BEGIN
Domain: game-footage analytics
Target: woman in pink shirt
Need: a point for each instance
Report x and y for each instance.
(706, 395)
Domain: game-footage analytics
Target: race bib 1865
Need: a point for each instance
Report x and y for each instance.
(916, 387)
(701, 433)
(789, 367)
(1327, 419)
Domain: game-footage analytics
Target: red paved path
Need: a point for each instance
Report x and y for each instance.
END
BEGIN
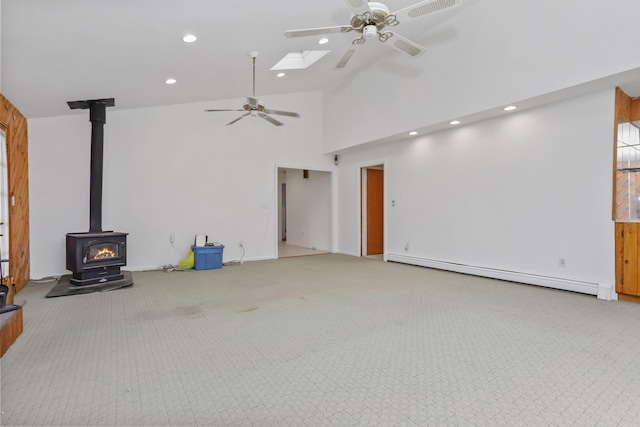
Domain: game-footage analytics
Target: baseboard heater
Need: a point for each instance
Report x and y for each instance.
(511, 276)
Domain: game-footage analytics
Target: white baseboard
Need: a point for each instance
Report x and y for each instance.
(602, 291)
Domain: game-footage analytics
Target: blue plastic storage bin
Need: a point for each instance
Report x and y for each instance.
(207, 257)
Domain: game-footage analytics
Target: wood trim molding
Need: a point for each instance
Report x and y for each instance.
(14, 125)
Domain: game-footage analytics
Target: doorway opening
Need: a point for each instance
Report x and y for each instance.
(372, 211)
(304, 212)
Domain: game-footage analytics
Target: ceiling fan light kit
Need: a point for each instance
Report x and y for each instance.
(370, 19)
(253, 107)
END
## WORK TASK
For this exercise, return every line from the data that holds the string "Target".

## OUTPUT OF THE EXERCISE
Target: woman in pink shirt
Target: race bib 1865
Target: red paved path
Target: baseboard heater
Target: white baseboard
Target: blue plastic storage bin
Target: wood trim molding
Target: doorway opening
Target: ceiling fan light kit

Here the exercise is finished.